▶ **Instructions for the task**:
Transcribe every entry word for word. Skip the pictures.
--- Start ---
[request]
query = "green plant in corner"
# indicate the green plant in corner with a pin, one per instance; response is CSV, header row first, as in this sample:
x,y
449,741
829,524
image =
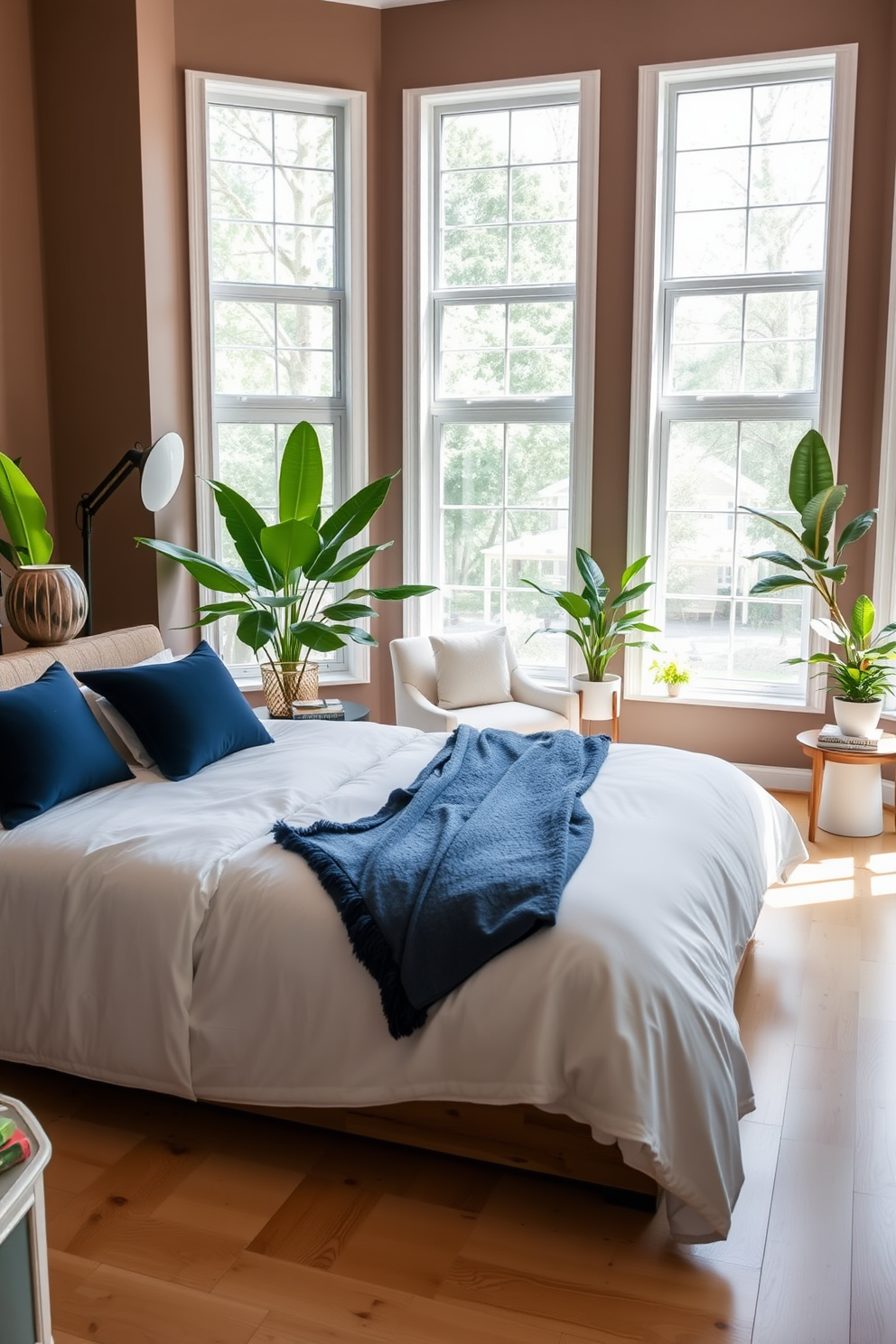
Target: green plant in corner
x,y
24,518
283,595
865,672
601,624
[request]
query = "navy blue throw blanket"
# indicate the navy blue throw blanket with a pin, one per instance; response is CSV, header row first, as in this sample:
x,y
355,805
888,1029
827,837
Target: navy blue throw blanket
x,y
463,863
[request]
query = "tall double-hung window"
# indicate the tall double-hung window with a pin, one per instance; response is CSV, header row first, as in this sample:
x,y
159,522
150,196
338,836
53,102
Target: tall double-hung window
x,y
738,351
500,217
277,249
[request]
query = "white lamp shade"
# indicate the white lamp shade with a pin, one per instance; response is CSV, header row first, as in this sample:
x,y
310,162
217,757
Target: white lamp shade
x,y
162,471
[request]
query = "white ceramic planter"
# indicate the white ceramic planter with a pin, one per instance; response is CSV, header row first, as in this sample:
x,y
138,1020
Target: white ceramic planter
x,y
597,696
857,718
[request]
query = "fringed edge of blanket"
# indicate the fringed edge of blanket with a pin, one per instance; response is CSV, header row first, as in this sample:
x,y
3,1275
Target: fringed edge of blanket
x,y
369,944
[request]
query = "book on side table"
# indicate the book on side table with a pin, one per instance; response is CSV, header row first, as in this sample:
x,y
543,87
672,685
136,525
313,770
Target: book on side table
x,y
832,737
319,710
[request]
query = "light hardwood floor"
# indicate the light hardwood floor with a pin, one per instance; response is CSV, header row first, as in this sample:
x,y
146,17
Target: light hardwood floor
x,y
171,1222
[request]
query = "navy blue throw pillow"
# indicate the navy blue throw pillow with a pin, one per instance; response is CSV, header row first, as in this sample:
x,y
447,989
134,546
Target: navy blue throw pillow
x,y
187,714
51,748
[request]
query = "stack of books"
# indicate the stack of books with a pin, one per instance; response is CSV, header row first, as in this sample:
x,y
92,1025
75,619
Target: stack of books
x,y
14,1144
319,710
832,737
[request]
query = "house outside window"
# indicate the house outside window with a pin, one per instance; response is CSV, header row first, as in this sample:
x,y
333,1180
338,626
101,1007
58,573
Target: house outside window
x,y
277,256
743,225
500,214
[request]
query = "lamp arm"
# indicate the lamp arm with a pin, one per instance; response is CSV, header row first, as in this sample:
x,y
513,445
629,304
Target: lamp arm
x,y
90,504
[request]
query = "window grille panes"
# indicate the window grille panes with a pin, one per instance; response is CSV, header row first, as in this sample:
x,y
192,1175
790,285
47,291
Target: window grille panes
x,y
504,313
275,226
742,299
--- End ---
▶ **Exercise response**:
[request]
query = "green plant in corner"
# indicate the green plant in corner with a pin, one per instance; response is CSV, header row first, as in this sample:
x,y
449,741
829,524
image =
Target: green plant in corner
x,y
24,518
283,595
865,672
601,624
[request]
query = "navy blue throw blanket"
# indicate the navy blue throw blanket with a pin, one per instance; response is CSV, header row first, as in this sample:
x,y
355,805
888,1029
827,837
Target: navy blue throw blanket
x,y
463,863
[request]
query = "tall double-hung window"
# indicate the tall double-hung window with a pin, one per instance; response is CSV, header row first, as in this sample:
x,y
159,522
150,196
338,836
53,102
Target: tall double-hung window
x,y
738,351
500,217
277,249
[request]
query = "white lamp shade"
# indicate the white lamp shade with a pin, one per instance; response is CSV, header row first, as in this sample:
x,y
310,162
217,757
Target: white lamp shade
x,y
162,471
[request]
query = "white ceramic planter"
# indicate the white ceramic planter with a pin, one per instance; response is CSV, header row first, as in this sample:
x,y
138,1020
Target: white ceramic planter
x,y
597,696
857,718
[request]
query = "fringed edge of blanket"
# indicate the fringed edge of blanket with a pin, one per instance; response is CSV, header row first, as in this sample:
x,y
3,1275
Target: fringed edge of blanket
x,y
369,944
[request]
query = "book on side table"
# indicate the book on side table with a pin, one per instance; response is CSV, header row first, as in this sample:
x,y
543,87
672,685
136,525
313,770
Target: book on side table
x,y
832,737
319,710
[request]
query = "light hardwood floor"
# indicate the light hardwood floor with a pin, one per instance; response is CSV, header row first, as in this sample:
x,y
146,17
Target: light hardwood floor
x,y
171,1222
[request]
query = "navy blue throw pillow"
# indicate the navy blue throw pillow with a pin, one per instance; response is CSV, header row first, as in this sample:
x,y
447,989
134,546
Target: navy blue throw pillow
x,y
187,714
51,748
[request]
query = "stack of books"
# indicate the stack of books with a pin, one per instance; response is CSV, header row first, as in this sample:
x,y
92,1025
75,619
Target: stack of books
x,y
14,1144
319,710
832,737
[request]
query = "house outside window"
# indicate the house outside window with a pin, one per instance; response is CSV, header row first, as in this sample:
x,y
333,1180
338,626
101,1007
58,573
Target: house outside window
x,y
277,256
743,225
500,214
[request]
query = "lamp arm"
# indicate the lamp arm with a pin, one per instance; response is CSV, header row first, as in this sample:
x,y
513,445
629,304
Target: lamp arm
x,y
90,504
[request]
query = "window grille panes"
# indicate the window grille panes with a pin, one per instance; response is CSV, header row first, as in this sample:
x,y
192,1175
790,285
47,291
Target: window grille panes
x,y
504,313
275,226
742,299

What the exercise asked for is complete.